Welcome to WebmasterWorld Guest from 54.205.60.171

Forum Moderators: open

Message Too Old, No Replies

FAST index: stop words, size and coverage

"Careful about what we put into the catalog"

     
7:27 am on Jun 14, 2002 (gmt 0)

New User

10+ Year Member

joined:Aug 22, 2001
posts:9
votes: 0


Discussion expanded from incoming links [webmasterworld.com] topic, with in-depth clarification:

Another point I'd love to have some clarification on:

Stopwords and size of index. FAST doesn't utilize stopwords. Does that imply you have to store more indexed text as you'd have to when using stopwords? Is that a limiting factor to increasing your index?


Hi Heini,

Stopwords are indexed as part of our index, but are given very little weight during ranking, of course. The reason to have them there is to offer TRUE phrase matching (like "to be or not to be", "the best of the who"). Our algorithms handle this in a clever way, and it has no impact on scaling at all. ;-)

- Knut Magne / FAST

[edited by: Marcia at 3:20 am (utc) on June 17, 2002]

1:57 pm on June 14, 2002 (gmt 0)

Senior Member

WebmasterWorld Senior Member heini is a WebmasterWorld Top Contributor of All Time 10+ Year Member

joined:Jan 31, 2001
posts:4404
votes: 0


Thanks, Knut Magne

The true phrase matching is a cool feature. All the better if it doesn't drain on your resources.

Scalability is one of the features FAST always emphasizes - do you plan to enlarge your index even further over the next months?

## Provided records
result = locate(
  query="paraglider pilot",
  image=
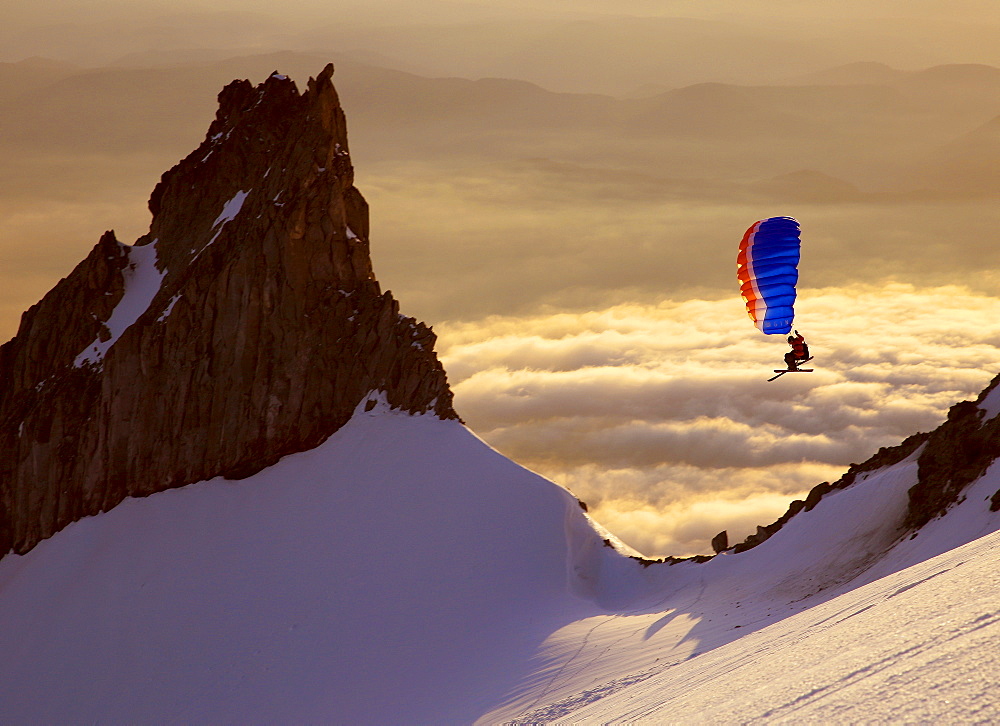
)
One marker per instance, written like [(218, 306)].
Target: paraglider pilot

## Brief 1
Translate this sentence from the forum thread into Spanish: "Stopwords are indexed as part of our index, but are given very little weight during ranking, of course."
## Brief 2
Sum up the forum thread in two sentences.
## Brief 3
According to the forum thread, why does FAST keep stopwords in its index?

## Correct answer 1
Las palabras vacías se indexan como parte de nuestro índice, pero, por supuesto, reciben muy poco peso durante la clasificación.

## Correct answer 2
Heini asked whether FAST's handling of stopwords means storing more indexed text and limits growth of the index, and Knut Magne of FAST replied that stopwords are indexed but given very little weight in ranking, kept to offer true phrase matching with no impact on scaling. Heini called true phrase matching a cool feature and asked whether FAST plans to enlarge its index further over the next months.

## Correct answer 3
FAST keeps them to offer true phrase matching.